-- Parte de um arquivo de dados --
....

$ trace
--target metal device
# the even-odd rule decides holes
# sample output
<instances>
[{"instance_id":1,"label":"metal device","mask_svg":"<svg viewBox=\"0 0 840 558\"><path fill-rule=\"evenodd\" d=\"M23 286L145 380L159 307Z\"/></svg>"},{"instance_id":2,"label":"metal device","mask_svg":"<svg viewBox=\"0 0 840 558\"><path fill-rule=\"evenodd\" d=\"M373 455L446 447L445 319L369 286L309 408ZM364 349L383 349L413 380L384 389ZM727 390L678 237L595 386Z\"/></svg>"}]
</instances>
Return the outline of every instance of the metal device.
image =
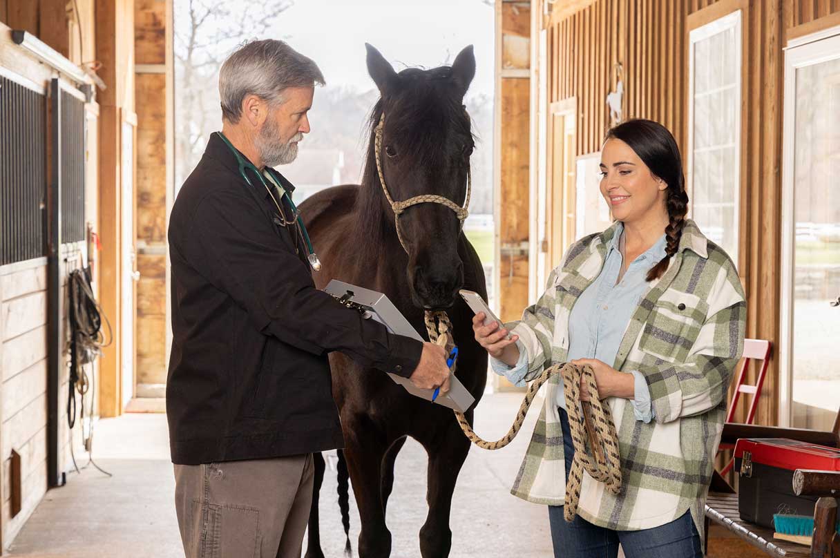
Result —
<instances>
[{"instance_id":1,"label":"metal device","mask_svg":"<svg viewBox=\"0 0 840 558\"><path fill-rule=\"evenodd\" d=\"M337 298L344 306L358 310L366 319L375 319L382 324L392 334L411 337L418 341L424 340L406 319L406 317L402 315L402 313L381 292L335 279L329 282L329 284L324 288L324 292ZM412 395L435 405L443 405L460 413L466 412L470 406L475 402L472 394L451 371L449 372L449 391L437 397L434 395L435 390L415 387L408 378L390 372L388 376Z\"/></svg>"}]
</instances>

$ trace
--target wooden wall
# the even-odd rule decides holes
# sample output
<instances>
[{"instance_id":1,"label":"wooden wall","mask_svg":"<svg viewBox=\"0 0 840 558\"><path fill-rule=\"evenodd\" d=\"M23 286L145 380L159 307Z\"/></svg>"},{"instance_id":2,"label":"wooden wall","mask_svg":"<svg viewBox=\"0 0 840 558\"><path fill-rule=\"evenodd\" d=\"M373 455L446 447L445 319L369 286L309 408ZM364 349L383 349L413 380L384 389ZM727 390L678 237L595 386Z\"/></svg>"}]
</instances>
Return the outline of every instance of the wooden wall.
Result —
<instances>
[{"instance_id":1,"label":"wooden wall","mask_svg":"<svg viewBox=\"0 0 840 558\"><path fill-rule=\"evenodd\" d=\"M519 319L528 303L530 14L528 2L496 3L501 40L496 57L500 126L495 203L500 259L496 284L500 292L499 318L504 321Z\"/></svg>"},{"instance_id":2,"label":"wooden wall","mask_svg":"<svg viewBox=\"0 0 840 558\"><path fill-rule=\"evenodd\" d=\"M578 97L577 155L601 150L610 126L606 99L615 91L619 63L626 117L656 120L683 144L685 3L597 0L564 18L552 18L549 101Z\"/></svg>"},{"instance_id":3,"label":"wooden wall","mask_svg":"<svg viewBox=\"0 0 840 558\"><path fill-rule=\"evenodd\" d=\"M0 275L4 545L14 539L47 489L46 270L45 261L34 261ZM10 502L12 450L21 455L22 508L13 519Z\"/></svg>"},{"instance_id":4,"label":"wooden wall","mask_svg":"<svg viewBox=\"0 0 840 558\"><path fill-rule=\"evenodd\" d=\"M77 0L78 20L74 13L63 8L57 10L59 4L66 5L53 0L0 0L0 66L45 88L57 76L56 72L11 42L12 28L26 29L39 35L74 61L92 59L93 0ZM81 43L77 21L81 22ZM73 32L63 33L64 29ZM87 110L95 126L96 103L89 104ZM89 167L86 215L94 222L97 208L97 147L95 143L89 145L87 153ZM34 511L48 486L46 277L45 258L0 268L0 553ZM68 371L65 370L60 378L60 397L66 397L67 382ZM58 461L60 468L66 471L70 466L71 432L66 406L60 407ZM78 443L81 429L73 434ZM10 513L12 450L21 455L22 508L13 519Z\"/></svg>"},{"instance_id":5,"label":"wooden wall","mask_svg":"<svg viewBox=\"0 0 840 558\"><path fill-rule=\"evenodd\" d=\"M166 0L136 0L137 396L166 382Z\"/></svg>"},{"instance_id":6,"label":"wooden wall","mask_svg":"<svg viewBox=\"0 0 840 558\"><path fill-rule=\"evenodd\" d=\"M743 10L738 269L748 337L780 334L783 47L840 24L837 0L596 0L549 24L550 102L576 97L577 155L598 151L609 126L606 97L623 69L625 118L668 127L687 146L688 33ZM685 154L684 154L685 155ZM503 281L504 279L502 279ZM777 424L779 369L771 361L756 422ZM743 411L743 410L742 410Z\"/></svg>"}]
</instances>

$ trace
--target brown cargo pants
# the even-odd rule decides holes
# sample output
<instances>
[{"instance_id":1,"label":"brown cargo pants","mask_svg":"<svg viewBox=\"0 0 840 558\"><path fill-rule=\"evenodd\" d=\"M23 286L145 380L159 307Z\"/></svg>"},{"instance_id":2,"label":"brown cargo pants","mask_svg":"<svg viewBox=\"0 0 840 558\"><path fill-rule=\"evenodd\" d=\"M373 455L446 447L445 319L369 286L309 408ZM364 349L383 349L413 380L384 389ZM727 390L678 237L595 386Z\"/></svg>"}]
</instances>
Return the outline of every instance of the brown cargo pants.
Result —
<instances>
[{"instance_id":1,"label":"brown cargo pants","mask_svg":"<svg viewBox=\"0 0 840 558\"><path fill-rule=\"evenodd\" d=\"M311 454L175 466L186 558L300 558L312 497Z\"/></svg>"}]
</instances>

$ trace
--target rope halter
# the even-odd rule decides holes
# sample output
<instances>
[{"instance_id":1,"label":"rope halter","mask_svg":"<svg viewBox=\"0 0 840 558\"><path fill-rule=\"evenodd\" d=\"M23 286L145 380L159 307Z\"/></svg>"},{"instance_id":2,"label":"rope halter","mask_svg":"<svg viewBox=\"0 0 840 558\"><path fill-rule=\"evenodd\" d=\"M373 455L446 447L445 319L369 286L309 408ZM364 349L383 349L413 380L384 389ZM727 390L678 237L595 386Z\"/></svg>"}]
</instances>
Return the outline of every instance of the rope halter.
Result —
<instances>
[{"instance_id":1,"label":"rope halter","mask_svg":"<svg viewBox=\"0 0 840 558\"><path fill-rule=\"evenodd\" d=\"M388 200L388 203L391 204L391 208L394 212L394 224L396 227L396 238L400 240L400 245L402 246L402 250L408 253L408 248L406 246L406 243L402 239L402 233L400 231L400 215L402 215L406 209L408 208L417 205L419 203L438 203L439 205L445 206L454 212L455 216L458 220L460 221L461 229L464 228L464 220L466 219L467 215L470 212L467 208L470 207L470 195L472 192L472 172L470 170L469 165L467 166L467 197L464 202L464 207L461 207L453 202L450 199L444 197L443 196L435 196L433 194L424 194L422 196L415 196L410 199L407 199L404 202L395 202L391 197L391 192L388 192L388 187L385 183L385 173L382 171L382 156L381 151L382 150L382 133L385 129L385 113L382 113L382 116L379 118L379 124L376 124L376 128L374 129L375 133L375 139L374 140L374 149L376 153L376 171L379 172L379 183L382 185L382 192L385 192L385 197Z\"/></svg>"}]
</instances>

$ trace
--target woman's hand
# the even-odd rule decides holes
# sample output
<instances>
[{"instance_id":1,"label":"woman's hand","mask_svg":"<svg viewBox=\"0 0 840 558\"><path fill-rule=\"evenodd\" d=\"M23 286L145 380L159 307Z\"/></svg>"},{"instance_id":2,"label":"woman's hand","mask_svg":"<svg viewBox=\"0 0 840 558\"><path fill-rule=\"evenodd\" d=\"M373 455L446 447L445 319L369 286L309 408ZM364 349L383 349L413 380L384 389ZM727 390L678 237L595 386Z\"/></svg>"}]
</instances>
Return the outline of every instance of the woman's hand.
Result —
<instances>
[{"instance_id":1,"label":"woman's hand","mask_svg":"<svg viewBox=\"0 0 840 558\"><path fill-rule=\"evenodd\" d=\"M595 383L598 386L598 396L606 397L624 397L633 399L636 396L636 383L633 374L620 372L606 362L597 359L577 359L571 364L584 366L589 365L595 372ZM589 401L590 392L580 376L580 401Z\"/></svg>"},{"instance_id":2,"label":"woman's hand","mask_svg":"<svg viewBox=\"0 0 840 558\"><path fill-rule=\"evenodd\" d=\"M475 340L493 358L501 361L508 366L515 366L519 360L519 349L516 345L519 335L512 335L510 339L505 339L509 332L501 327L498 322L485 325L486 318L486 316L483 312L473 317Z\"/></svg>"}]
</instances>

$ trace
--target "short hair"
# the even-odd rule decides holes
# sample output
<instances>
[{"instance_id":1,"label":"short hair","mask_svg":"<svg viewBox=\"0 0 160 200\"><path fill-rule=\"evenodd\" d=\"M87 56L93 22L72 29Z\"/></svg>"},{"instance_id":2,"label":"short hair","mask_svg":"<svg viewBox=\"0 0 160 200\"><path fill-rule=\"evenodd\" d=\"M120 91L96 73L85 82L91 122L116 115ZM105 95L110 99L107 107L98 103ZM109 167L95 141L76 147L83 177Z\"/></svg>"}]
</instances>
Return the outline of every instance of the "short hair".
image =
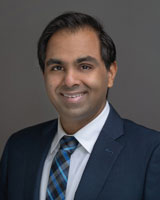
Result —
<instances>
[{"instance_id":1,"label":"short hair","mask_svg":"<svg viewBox=\"0 0 160 200\"><path fill-rule=\"evenodd\" d=\"M83 27L90 27L96 33L100 41L100 53L102 60L107 68L116 60L116 47L111 37L104 31L104 28L98 20L90 15L66 12L53 19L44 29L38 41L38 60L42 72L44 72L46 48L49 39L58 31L68 29L76 31Z\"/></svg>"}]
</instances>

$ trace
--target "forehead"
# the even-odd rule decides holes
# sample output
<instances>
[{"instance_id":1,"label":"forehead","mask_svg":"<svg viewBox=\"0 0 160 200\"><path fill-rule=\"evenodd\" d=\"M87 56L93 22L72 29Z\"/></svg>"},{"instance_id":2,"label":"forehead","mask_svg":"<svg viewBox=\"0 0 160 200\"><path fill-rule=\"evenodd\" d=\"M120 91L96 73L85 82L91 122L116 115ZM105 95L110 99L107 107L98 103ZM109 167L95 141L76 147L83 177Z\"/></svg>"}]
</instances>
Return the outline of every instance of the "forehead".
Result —
<instances>
[{"instance_id":1,"label":"forehead","mask_svg":"<svg viewBox=\"0 0 160 200\"><path fill-rule=\"evenodd\" d=\"M64 29L55 33L47 44L46 59L50 57L100 56L97 33L89 27L71 31Z\"/></svg>"}]
</instances>

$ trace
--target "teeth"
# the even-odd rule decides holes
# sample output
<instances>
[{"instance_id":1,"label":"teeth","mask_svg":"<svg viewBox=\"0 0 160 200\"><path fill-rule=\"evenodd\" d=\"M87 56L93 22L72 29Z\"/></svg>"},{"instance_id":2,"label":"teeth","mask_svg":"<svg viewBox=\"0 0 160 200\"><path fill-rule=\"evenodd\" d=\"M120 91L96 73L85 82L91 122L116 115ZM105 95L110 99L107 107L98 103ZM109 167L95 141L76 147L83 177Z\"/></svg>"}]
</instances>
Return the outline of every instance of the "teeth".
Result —
<instances>
[{"instance_id":1,"label":"teeth","mask_svg":"<svg viewBox=\"0 0 160 200\"><path fill-rule=\"evenodd\" d=\"M74 94L74 95L63 94L63 96L68 97L68 98L76 98L76 97L82 96L82 94Z\"/></svg>"}]
</instances>

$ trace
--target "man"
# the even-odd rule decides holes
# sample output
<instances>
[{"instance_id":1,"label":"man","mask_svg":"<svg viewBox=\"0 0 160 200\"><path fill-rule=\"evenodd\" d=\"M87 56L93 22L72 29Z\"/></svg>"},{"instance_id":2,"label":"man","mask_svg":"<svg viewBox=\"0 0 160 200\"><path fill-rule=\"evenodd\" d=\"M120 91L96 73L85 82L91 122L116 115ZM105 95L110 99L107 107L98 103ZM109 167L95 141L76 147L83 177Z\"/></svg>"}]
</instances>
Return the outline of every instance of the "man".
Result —
<instances>
[{"instance_id":1,"label":"man","mask_svg":"<svg viewBox=\"0 0 160 200\"><path fill-rule=\"evenodd\" d=\"M108 103L116 50L99 22L81 13L57 17L40 37L38 58L59 117L8 140L0 199L160 199L160 134Z\"/></svg>"}]
</instances>

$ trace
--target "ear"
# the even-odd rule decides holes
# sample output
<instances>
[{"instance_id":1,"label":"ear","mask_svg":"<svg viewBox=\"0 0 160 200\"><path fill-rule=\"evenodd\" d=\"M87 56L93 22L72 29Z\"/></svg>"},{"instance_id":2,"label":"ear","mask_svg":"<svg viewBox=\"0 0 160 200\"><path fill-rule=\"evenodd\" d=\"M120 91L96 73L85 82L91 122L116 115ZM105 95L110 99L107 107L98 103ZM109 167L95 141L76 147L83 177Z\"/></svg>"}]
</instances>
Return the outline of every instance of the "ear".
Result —
<instances>
[{"instance_id":1,"label":"ear","mask_svg":"<svg viewBox=\"0 0 160 200\"><path fill-rule=\"evenodd\" d=\"M110 66L110 69L107 70L107 76L108 76L108 88L111 88L113 86L113 83L114 83L114 79L116 77L116 73L117 73L117 62L114 61L111 66Z\"/></svg>"}]
</instances>

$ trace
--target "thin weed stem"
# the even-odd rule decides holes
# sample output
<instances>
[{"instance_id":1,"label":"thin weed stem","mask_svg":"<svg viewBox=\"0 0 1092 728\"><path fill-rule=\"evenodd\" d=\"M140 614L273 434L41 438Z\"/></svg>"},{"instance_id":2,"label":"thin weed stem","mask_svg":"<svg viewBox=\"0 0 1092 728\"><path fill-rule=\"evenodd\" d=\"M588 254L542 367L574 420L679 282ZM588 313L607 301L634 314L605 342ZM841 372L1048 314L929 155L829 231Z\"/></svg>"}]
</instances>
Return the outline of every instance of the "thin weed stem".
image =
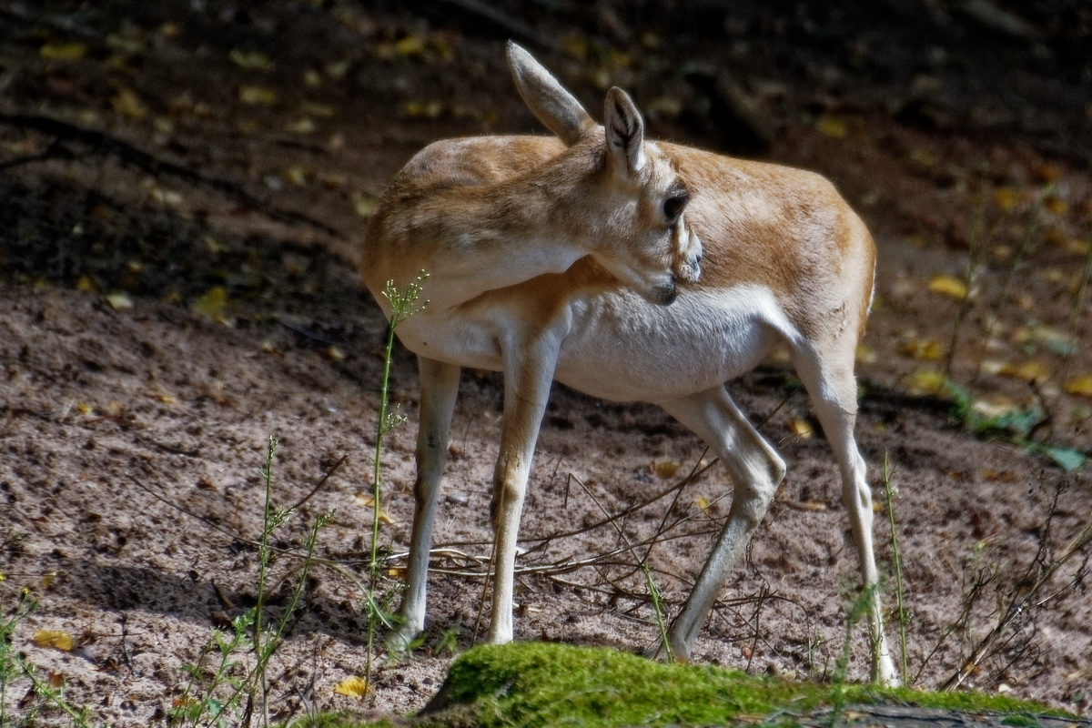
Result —
<instances>
[{"instance_id":1,"label":"thin weed stem","mask_svg":"<svg viewBox=\"0 0 1092 728\"><path fill-rule=\"evenodd\" d=\"M894 517L894 488L891 486L891 476L894 469L891 467L890 453L883 453L883 499L887 501L888 525L891 527L891 561L894 568L894 595L897 619L899 622L899 668L902 677L902 684L910 684L910 659L909 659L909 628L910 613L906 610L905 581L902 574L902 553L899 550L899 528Z\"/></svg>"},{"instance_id":2,"label":"thin weed stem","mask_svg":"<svg viewBox=\"0 0 1092 728\"><path fill-rule=\"evenodd\" d=\"M397 327L410 317L420 312L428 301L417 306L420 297L422 286L428 274L422 273L410 283L404 290L395 287L393 281L388 281L383 287L383 296L391 305L391 318L387 324L387 342L383 347L383 375L379 386L379 417L376 421L376 449L372 458L371 473L371 548L368 559L368 594L366 608L368 611L368 648L365 656L365 680L371 682L372 657L375 653L376 630L379 622L389 624L389 620L383 613L385 610L376 598L379 589L379 530L382 524L382 475L383 475L383 439L399 425L405 421L404 417L393 415L390 411L391 402L391 368L394 360L394 337Z\"/></svg>"}]
</instances>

....

-- O que se pede --
Selecione na listagem cada linha que contém a palavra "Return" e copie essas linhas.

-- Resposta do exercício --
Return the outline of every instance of the metal device.
Return the outline of every instance of the wooden wall.
Return the outline of every instance of the brown cargo pants.
Return the outline of every instance of the rope halter.
Return the outline of every instance of the woman's hand.
Return the outline of every instance of the "short hair".
Return the outline of every instance of the "forehead".
Return the outline of every instance of the "teeth".
Return the outline of every instance of the "man".
Return the outline of every instance of the "ear".
Return the outline of every instance of the "thin weed stem".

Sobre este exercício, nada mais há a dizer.